==== Exercise material ====
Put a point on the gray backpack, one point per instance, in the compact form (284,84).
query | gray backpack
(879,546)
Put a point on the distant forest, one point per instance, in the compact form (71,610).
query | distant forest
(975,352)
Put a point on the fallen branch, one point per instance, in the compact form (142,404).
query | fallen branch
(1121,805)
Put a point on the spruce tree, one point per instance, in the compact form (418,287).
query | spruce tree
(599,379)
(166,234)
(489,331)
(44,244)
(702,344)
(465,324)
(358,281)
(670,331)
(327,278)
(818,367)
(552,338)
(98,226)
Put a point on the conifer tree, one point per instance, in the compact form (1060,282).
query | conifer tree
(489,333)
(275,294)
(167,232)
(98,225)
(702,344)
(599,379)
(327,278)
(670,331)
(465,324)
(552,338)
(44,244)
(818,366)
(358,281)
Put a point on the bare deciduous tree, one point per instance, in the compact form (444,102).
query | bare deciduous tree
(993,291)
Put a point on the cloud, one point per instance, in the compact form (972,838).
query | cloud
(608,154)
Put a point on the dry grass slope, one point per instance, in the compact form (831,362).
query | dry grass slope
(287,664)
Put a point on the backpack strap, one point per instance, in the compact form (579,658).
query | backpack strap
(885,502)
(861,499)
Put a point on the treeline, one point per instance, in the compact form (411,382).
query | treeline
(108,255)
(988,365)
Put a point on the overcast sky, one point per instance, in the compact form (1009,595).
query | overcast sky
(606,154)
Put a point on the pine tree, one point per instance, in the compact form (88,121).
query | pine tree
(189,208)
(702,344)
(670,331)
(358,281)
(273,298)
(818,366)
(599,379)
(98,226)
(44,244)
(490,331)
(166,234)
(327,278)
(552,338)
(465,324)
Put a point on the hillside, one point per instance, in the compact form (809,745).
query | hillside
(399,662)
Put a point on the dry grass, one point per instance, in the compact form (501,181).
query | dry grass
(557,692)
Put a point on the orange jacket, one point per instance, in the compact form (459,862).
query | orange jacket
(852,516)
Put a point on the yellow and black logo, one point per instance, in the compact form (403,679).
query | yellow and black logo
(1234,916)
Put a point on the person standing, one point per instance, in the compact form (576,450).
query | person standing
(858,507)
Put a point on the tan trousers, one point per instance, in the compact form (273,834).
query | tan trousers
====
## Work instruction
Search the records for the word "trousers" and copy out every line that holds it.

## Result of the task
Put a point on the tan trousers, one point per instance, in the compact form (273,834).
query | tan trousers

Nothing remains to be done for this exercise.